=== DATASET ENTRIES ===

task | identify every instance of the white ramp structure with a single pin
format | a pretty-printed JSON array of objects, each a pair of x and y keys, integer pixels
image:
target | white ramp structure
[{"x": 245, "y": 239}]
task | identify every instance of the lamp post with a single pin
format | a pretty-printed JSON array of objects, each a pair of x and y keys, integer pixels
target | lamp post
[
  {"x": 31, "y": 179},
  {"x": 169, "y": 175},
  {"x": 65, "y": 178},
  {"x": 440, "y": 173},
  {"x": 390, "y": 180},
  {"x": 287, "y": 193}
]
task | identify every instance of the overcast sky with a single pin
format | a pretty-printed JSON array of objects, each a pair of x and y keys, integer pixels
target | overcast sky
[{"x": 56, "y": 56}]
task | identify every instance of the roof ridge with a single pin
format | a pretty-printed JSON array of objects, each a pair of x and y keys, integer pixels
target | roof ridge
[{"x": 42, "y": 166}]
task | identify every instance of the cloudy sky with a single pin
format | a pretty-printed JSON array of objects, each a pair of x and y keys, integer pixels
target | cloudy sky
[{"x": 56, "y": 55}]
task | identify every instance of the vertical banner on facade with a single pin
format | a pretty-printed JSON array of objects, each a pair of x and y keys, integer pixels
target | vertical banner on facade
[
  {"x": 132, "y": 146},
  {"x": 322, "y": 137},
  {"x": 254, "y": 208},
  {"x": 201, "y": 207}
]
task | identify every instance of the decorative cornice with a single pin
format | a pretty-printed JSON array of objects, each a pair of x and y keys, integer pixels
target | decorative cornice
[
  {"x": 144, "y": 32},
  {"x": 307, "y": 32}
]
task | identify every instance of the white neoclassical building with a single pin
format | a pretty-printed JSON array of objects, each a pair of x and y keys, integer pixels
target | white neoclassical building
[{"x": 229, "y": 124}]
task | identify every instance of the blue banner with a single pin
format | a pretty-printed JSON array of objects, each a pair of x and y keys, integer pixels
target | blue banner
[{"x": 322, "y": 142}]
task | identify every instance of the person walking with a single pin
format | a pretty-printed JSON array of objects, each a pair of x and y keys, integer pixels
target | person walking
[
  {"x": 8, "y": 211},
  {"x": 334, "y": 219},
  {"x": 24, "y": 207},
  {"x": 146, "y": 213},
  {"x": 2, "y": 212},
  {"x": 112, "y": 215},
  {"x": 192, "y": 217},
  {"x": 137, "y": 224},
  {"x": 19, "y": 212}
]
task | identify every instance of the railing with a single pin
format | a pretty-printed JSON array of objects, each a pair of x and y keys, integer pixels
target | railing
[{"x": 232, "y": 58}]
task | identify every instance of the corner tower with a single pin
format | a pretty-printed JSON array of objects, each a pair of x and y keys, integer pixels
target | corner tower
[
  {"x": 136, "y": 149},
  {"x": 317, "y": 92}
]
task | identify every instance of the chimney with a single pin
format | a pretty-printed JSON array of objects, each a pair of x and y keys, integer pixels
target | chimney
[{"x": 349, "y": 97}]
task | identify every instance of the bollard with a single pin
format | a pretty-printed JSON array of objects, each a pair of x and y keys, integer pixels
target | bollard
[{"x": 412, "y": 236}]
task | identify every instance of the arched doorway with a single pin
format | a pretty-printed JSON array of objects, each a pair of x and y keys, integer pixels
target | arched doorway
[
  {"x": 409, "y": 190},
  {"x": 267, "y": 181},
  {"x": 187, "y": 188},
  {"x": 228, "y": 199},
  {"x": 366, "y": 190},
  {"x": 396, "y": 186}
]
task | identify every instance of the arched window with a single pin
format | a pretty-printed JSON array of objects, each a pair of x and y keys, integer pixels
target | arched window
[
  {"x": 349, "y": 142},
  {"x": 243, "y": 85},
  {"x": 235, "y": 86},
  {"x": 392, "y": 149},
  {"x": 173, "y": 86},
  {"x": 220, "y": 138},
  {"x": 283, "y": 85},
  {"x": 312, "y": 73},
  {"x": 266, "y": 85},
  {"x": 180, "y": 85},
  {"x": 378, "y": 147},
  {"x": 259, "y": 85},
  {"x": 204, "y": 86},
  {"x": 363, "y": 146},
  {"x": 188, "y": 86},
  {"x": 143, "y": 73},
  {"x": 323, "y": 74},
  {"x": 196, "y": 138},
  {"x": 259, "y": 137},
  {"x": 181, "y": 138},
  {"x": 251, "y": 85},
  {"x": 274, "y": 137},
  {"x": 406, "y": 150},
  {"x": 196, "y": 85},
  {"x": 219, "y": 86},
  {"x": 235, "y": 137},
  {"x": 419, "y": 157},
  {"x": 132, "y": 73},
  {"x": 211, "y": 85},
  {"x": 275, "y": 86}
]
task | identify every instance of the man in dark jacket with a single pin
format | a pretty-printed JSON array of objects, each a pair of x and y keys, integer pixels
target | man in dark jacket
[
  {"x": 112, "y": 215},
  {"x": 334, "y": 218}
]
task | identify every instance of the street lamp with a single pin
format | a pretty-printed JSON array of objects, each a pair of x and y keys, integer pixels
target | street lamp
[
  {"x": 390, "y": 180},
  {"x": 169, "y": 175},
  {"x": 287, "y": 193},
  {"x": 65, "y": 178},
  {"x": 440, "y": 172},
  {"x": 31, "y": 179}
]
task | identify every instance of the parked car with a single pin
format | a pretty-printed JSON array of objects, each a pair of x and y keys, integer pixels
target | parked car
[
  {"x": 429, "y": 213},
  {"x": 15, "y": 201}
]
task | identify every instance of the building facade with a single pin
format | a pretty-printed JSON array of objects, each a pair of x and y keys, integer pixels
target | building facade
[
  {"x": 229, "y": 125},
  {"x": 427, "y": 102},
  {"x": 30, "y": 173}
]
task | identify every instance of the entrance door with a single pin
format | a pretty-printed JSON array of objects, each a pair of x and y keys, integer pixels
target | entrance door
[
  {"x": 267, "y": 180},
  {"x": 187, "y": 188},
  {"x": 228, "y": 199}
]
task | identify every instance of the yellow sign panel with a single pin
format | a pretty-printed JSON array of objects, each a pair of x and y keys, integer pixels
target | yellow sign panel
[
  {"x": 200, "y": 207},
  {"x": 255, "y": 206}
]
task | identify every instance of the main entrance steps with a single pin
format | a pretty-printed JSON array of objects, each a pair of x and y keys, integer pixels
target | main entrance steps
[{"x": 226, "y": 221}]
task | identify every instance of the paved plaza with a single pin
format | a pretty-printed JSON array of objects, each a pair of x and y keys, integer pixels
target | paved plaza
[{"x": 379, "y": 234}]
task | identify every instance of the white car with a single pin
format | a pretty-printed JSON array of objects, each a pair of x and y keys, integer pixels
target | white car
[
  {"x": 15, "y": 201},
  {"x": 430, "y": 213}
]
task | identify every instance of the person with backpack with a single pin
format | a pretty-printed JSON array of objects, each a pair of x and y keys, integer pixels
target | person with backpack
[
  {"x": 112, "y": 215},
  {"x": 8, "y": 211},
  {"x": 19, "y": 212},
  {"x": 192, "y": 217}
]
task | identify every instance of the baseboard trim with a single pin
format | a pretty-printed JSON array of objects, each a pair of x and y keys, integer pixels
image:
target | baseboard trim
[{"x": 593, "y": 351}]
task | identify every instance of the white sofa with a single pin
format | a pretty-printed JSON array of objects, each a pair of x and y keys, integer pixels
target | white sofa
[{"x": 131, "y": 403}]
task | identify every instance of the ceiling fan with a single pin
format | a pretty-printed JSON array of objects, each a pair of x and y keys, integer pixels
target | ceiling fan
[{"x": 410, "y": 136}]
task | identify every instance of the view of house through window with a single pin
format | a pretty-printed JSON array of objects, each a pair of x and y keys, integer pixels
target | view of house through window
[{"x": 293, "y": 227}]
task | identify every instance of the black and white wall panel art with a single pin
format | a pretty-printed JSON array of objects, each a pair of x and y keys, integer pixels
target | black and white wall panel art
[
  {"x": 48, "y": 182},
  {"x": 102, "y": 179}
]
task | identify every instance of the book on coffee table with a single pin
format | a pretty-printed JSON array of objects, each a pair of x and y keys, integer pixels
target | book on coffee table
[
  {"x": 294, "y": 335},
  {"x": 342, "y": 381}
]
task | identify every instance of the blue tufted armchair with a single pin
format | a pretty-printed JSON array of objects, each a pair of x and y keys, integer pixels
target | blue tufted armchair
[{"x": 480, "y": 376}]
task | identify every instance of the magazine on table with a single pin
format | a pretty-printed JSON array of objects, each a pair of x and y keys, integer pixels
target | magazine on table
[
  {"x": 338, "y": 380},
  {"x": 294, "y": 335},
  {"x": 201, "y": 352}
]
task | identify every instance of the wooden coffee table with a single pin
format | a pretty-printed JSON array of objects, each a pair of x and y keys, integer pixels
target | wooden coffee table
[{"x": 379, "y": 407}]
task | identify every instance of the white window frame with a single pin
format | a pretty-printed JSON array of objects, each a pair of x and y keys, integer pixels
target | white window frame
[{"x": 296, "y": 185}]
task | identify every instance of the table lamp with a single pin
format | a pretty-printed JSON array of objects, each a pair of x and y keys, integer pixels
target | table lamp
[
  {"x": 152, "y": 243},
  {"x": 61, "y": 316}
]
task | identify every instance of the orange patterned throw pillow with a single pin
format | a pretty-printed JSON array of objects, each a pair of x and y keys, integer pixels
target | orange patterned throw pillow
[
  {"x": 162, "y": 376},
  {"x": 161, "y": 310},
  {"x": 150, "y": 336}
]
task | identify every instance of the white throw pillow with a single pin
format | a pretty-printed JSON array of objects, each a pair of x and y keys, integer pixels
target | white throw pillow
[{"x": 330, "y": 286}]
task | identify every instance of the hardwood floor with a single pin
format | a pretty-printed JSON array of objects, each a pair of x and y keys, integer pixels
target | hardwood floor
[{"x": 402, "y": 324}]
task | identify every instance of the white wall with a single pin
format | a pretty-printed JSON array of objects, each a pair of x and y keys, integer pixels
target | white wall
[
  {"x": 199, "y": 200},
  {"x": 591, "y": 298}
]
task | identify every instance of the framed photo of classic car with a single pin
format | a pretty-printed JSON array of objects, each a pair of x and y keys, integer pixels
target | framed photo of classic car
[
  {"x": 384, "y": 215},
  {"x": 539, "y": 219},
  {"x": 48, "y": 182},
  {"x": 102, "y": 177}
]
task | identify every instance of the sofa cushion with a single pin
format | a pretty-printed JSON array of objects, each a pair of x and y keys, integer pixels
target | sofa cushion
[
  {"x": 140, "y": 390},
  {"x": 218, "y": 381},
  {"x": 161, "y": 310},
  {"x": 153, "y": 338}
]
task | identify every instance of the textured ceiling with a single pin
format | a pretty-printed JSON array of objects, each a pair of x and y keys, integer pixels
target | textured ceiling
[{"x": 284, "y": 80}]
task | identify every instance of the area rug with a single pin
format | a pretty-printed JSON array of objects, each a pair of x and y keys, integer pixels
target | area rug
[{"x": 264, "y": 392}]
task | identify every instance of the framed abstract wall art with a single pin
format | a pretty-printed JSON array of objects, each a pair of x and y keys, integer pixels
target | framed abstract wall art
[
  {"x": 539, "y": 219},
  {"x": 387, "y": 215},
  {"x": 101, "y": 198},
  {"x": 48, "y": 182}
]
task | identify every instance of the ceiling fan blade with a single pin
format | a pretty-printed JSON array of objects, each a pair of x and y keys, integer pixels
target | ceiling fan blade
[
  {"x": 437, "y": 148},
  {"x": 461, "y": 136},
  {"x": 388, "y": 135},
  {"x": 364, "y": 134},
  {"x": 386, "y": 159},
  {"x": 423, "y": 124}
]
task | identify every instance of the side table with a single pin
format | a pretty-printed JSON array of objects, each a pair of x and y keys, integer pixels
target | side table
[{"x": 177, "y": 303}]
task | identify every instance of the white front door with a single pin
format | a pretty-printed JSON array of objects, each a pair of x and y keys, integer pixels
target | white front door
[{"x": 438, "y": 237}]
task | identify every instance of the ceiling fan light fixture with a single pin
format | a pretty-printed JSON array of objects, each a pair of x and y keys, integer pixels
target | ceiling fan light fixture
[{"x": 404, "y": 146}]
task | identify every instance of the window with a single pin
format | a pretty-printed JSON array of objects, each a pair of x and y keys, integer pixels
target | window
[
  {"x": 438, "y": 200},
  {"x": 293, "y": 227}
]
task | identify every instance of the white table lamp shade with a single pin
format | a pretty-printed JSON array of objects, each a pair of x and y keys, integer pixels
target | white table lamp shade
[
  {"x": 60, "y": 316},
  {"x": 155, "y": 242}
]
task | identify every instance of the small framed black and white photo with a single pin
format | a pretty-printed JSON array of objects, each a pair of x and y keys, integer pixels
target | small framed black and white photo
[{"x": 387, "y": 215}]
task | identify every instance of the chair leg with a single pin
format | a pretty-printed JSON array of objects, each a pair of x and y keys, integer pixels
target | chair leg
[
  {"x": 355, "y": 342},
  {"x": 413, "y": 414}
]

===

■ TASK ITEM
Your reply is to repeat, unchanged, the lines above running from the one with "target | ceiling fan blade" up to and including the one with "task | identify every instance of the white front".

■ ANSWER TO THIS EXERCISE
target | ceiling fan blade
[
  {"x": 437, "y": 148},
  {"x": 461, "y": 136},
  {"x": 388, "y": 135},
  {"x": 364, "y": 134},
  {"x": 386, "y": 159},
  {"x": 423, "y": 124}
]
task | identify every instance of the side table with a single pin
format | a pretty-printed JSON array of objects, each a pair of x and y keys, integer pixels
target | side table
[{"x": 177, "y": 303}]
task | identify every instance of the white front door with a single pin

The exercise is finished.